§ Work item:
Repeat the records. Leave nothing out.

(Raw data)

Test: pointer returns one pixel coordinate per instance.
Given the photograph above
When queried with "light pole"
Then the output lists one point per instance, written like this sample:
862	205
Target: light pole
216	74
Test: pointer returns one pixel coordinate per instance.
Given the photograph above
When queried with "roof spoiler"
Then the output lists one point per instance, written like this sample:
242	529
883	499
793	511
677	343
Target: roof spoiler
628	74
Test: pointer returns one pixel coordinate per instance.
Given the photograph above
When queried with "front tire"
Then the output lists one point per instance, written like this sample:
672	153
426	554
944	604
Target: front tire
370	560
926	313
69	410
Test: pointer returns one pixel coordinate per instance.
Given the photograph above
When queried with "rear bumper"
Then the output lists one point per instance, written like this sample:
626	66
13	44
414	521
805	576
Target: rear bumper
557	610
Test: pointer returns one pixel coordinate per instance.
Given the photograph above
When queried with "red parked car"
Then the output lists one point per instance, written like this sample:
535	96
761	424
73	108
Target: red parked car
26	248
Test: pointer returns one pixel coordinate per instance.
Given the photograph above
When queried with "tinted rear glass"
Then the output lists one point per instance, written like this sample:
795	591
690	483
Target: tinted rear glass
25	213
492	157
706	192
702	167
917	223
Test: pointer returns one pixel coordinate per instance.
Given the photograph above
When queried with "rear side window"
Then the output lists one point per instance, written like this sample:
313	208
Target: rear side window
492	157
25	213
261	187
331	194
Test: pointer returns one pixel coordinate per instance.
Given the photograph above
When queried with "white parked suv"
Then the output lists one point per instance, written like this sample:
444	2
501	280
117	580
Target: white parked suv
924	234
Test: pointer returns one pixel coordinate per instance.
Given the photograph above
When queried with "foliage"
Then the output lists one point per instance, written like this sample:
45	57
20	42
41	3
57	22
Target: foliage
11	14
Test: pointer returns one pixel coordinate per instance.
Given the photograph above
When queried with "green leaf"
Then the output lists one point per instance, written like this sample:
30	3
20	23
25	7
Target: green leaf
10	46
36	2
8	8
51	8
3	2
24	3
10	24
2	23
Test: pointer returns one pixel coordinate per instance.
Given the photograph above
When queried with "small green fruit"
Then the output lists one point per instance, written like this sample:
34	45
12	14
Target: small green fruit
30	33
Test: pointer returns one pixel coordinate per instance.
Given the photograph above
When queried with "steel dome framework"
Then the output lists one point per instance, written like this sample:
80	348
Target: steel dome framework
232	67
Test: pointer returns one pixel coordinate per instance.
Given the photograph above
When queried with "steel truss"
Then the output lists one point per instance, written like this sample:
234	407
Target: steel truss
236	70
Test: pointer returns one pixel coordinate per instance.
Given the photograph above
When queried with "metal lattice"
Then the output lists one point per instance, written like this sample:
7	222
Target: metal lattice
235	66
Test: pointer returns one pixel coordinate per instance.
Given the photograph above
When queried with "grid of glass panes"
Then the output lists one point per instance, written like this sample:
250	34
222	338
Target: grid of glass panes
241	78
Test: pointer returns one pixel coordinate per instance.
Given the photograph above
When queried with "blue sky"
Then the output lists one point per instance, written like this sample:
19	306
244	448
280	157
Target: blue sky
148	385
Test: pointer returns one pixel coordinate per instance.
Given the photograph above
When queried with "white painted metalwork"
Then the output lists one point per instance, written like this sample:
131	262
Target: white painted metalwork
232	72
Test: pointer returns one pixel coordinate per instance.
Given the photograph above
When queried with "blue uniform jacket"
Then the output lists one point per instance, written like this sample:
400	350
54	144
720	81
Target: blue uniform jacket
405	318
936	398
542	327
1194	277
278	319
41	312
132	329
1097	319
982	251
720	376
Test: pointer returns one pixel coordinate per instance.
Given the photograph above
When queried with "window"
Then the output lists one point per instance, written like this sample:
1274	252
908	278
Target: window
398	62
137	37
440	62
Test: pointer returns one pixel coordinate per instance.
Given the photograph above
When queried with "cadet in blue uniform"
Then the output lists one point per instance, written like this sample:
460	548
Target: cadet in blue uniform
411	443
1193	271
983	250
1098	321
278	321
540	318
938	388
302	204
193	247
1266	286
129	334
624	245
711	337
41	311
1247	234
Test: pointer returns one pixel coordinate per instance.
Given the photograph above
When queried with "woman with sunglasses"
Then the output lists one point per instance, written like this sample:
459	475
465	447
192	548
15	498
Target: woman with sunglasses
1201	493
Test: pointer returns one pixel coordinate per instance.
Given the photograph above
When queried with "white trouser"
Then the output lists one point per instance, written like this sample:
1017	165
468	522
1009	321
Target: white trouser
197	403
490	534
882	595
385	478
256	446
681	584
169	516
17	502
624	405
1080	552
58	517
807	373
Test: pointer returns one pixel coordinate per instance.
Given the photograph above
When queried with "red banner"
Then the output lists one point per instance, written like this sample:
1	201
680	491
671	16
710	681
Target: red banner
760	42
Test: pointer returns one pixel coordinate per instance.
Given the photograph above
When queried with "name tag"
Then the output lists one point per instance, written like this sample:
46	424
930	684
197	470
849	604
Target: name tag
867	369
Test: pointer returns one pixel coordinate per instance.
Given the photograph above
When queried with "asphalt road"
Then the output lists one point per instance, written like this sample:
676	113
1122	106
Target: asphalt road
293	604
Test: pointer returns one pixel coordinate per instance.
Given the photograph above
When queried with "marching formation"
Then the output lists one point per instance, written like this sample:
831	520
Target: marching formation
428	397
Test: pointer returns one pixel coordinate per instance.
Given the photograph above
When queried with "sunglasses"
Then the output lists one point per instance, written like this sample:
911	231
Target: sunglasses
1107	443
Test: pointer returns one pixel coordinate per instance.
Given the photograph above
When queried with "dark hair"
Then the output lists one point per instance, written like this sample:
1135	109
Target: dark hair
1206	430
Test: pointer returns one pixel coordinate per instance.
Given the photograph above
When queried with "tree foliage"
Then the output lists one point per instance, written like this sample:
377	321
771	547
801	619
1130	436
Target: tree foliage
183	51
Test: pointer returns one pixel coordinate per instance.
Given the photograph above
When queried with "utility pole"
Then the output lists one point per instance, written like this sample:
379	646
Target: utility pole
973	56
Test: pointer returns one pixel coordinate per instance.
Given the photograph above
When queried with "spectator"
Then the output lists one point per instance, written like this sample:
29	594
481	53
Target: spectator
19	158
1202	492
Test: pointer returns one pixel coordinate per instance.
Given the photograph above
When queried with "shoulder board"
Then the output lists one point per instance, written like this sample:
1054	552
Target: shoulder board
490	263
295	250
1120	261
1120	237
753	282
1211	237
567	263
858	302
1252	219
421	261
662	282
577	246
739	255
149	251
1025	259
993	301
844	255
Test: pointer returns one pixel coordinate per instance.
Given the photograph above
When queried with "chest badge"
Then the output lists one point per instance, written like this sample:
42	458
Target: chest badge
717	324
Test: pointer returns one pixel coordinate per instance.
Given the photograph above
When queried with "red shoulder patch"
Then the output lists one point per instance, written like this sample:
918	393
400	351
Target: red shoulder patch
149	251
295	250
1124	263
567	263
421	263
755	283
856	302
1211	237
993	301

(End Raw data)

§ The completed task:
Test: pointer returns one pixel coordinate per instance.
Given the photograph above
When queried with "light pole"
Then the output lists one point per instance, written like this sample:
862	205
Target: light pole
216	74
Test: pointer returns one pixel coordinate per instance.
Given the photograph above
When queried with "roof spoiler"
Then the output lists one point per instance, written like this sample:
242	529
883	499
793	511
677	343
Target: roof spoiler
628	74
Test: pointer returns one pixel coordinate per instance.
Given the photograph above
When queried with "front tire"
Then the output lists one point per instance, written like this sample:
672	153
426	554
944	604
Target: front tire
370	560
926	313
69	410
Test: pointer returns one pixel coordinate per instance.
Given the photograph above
When queried with "rear bumper"
Then the output lists one point per instance, written like this sample:
626	66
13	44
414	521
805	576
Target: rear bumper
557	610
Test: pointer returns one pixel coordinate per instance.
Given the photograph above
When queried with "red parked car"
Then the output lists one point per instance, written like this sample:
535	96
761	424
73	108
Target: red parked car
26	248
Test: pointer returns one pixel coordinate per instance.
Given the photograph above
When queried with "tinted rear glass"
Then the output lists one point per instance, written like this sample:
795	591
690	483
Target: tinted rear glass
25	213
492	157
706	192
702	167
917	223
Test: pointer returns one pixel coordinate per instance.
Given the photograph above
When queried with "rear side window"
Then the output lists one point per instance, written like this sample:
313	208
Target: rear side window
492	157
25	213
261	187
331	194
Test: pointer returns one pixel coordinate per instance.
Given the photograph above
When queried with "white parked suv"
Then the output lists one point per instance, written like this sample:
444	2
501	280
117	580
Target: white parked suv
924	234
Test: pointer returns one pixel coordinate per instance.
Given the photograph above
When queried with "foliage"
Then the output lists one point per instance, written like this sample:
45	57
20	42
41	3
57	22
Target: foliage
11	14
Test: pointer returns one pixel coordinate per instance.
Given the photograph above
When queried with "green leaf"
Then the output lists one point per instance, written like this sample:
30	3
20	23
25	7
Target: green leaf
10	46
36	2
8	8
51	8
3	2
24	3
10	24
2	23
Test: pointer returns one pixel coordinate per instance.
Given the photograph above
When queried with "small green fruit"
Then the output lists one point per instance, written like this sample:
34	45
12	14
Target: small green fruit
30	33
Test: pointer returns one pixel coordinate per instance.
Given the photograph above
When queried with "steel dome framework"
Then the output lists one point per instance, written like this sample:
80	348
Target: steel dome framework
232	67
Test: pointer returns one pixel coordinate per instance.
Given the photograph above
When queried with "steel truss"
Then the output lists one point per instance, written like this sample:
234	407
Target: steel truss
236	70
Test: pointer returns one pixel coordinate per instance.
Given the photograph above
When queried with "metal lattice"
Then the output lists one point per instance, written like this sample:
7	222
Target: metal lattice
235	66
Test: pointer returns one pixel coordinate per instance.
Given the photograph above
When queried with "grid of glass panes"
Then the output lists one point per instance, written like this sample:
250	34
222	338
Target: grid of glass panes
241	78
Test: pointer returns one pixel coordinate per instance.
Given the photograph above
When queried with "blue sky"
Then the output lists one point per instance, written like this sample:
19	306
244	448
280	157
Target: blue sky
148	385
Test: pointer returns one pixel coordinate per instance.
Given the photograph above
When queried with "white painted metalwork"
Then the output lists one point per instance, written like this sample:
131	262
Target: white painted metalwork
232	72
Test: pointer returns one pixel coordinate per instance.
Given the photograph above
When queried with "blue uniform jacket"
Then the output lists one point per instance, written like this sample:
400	350
54	144
720	81
Target: blue uniform jacket
405	318
936	398
542	327
1194	277
278	319
41	312
132	329
1097	319
982	251
720	376
Test: pointer returns one pixel coordinate per instance.
Given the photograph above
When queried with "window"
Then the output lists one point per instance, written like this sample:
1274	252
908	278
Target: window
398	62
137	37
440	62
Test: pointer returns one pixel coordinate per instance.
Given the photograph above
When queried with "cadet in blue uniform"
Then the output lists one point per instance, written like this sample:
460	548
Target: cadet in blue uniform
411	443
1193	271
983	250
1098	321
278	321
540	318
938	388
302	204
193	247
1266	286
129	334
624	245
711	337
41	311
1247	234
Test: pointer returns one pixel coordinate per instance.
Given the photograph above
When queried with "woman with sunglasses"
Then the output lists one point per instance, written like this sample:
459	475
465	447
192	548
15	498
Target: woman with sunglasses
1201	493
Test: pointer returns one pixel coordinate per instance.
Given the photograph above
When queried with "white trouser"
Then the output lists one point per instance, written like this sample:
1017	165
468	522
1009	321
Target: white trouser
197	403
490	534
882	595
385	478
256	446
681	584
169	516
17	502
624	405
1080	552
58	517
807	373
Test: pointer returns one pixel coordinate per instance.
Given the photograph above
When queried with "red banner"
Then the output lists one point per instance, written like this sample:
1	201
680	491
671	16
710	681
Target: red banner
760	42
Test: pointer returns one pixel coordinate per instance.
Given the photograph above
When queried with "name tag"
Then the output lists one point per instance, written like this sample:
46	424
930	684
197	470
849	604
Target: name tag
867	369
Test: pointer returns one pixel coordinate per instance.
Given the photograph above
When queried with "asphalt road"
Then the output lists one point per instance, written like this sample:
676	113
1122	106
Target: asphalt road
293	604
Test: pointer returns one pixel coordinate per instance.
Given the photograph above
When queried with "marching formation"
Then the output lists one point per instance, written like this sample:
831	520
Target: marching formation
428	397
Test: pointer returns one pixel coordinate per instance.
Given the photograph above
When queried with "sunglasses"
Then the output lists one point per instance, written like this sample:
911	231
Target: sunglasses
1107	443
Test: pointer returns one pixel coordinate per instance.
Given the photograph above
When queried with "dark hair"
Then the output lists one point per instance, written like this sample:
1135	109
Target: dark hair
1206	430
Test: pointer returns one pixel coordinate per instance.
Given the photograph above
When queried with "tree foliage"
Then the output lists one point per instance, written like this sample:
377	321
771	547
801	619
1130	436
Target: tree foliage
183	51
Test: pointer returns one pixel coordinate per instance.
Given the photograph above
When queried with "utility pole"
Then the output lists one point per instance, written like this sample:
379	646
Target: utility pole
973	56
Test: pointer returns one pixel coordinate per instance.
Given the photograph above
When queried with "spectator"
Then the output lists one point per instance, written like this sample:
29	594
481	53
Target: spectator
19	158
1202	492
Test: pointer returns one pixel coordinate per instance.
Given the photograph above
When queried with "shoulder board"
Then the output lists one point per instance, written like this sample:
1054	552
Target: shoulder board
490	263
295	250
1120	261
1120	237
753	282
1211	237
567	263
858	302
1252	219
421	261
662	282
577	246
739	255
149	251
1025	259
993	301
844	255
Test: pointer returns one pixel coordinate per instance.
Given the photograph above
When queried with "chest badge"
Then the output lists one point per instance, written like this sample:
42	458
Target: chest badge
717	324
Test: pointer returns one pixel coordinate per instance.
Given the photograph above
When queried with "red shoulder patch"
Then the output lists one point per instance, written like this sample:
918	393
400	351
Target: red shoulder patch
149	251
295	250
1124	263
567	263
421	263
755	283
856	302
1211	237
993	301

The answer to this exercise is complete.